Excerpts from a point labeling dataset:
################

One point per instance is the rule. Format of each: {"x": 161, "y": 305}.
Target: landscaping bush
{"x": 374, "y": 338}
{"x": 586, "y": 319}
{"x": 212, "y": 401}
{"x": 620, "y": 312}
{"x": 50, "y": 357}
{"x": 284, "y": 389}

################

TASK TO CARRY OUT | Reproduce the data above, switching "landscaping bush" to "ornamental shrub" and leaving everything else unchanged.

RESULT |
One point per instance is the rule. Format of each: {"x": 161, "y": 305}.
Target: ornamental shrub
{"x": 374, "y": 338}
{"x": 586, "y": 319}
{"x": 212, "y": 401}
{"x": 620, "y": 312}
{"x": 50, "y": 357}
{"x": 284, "y": 389}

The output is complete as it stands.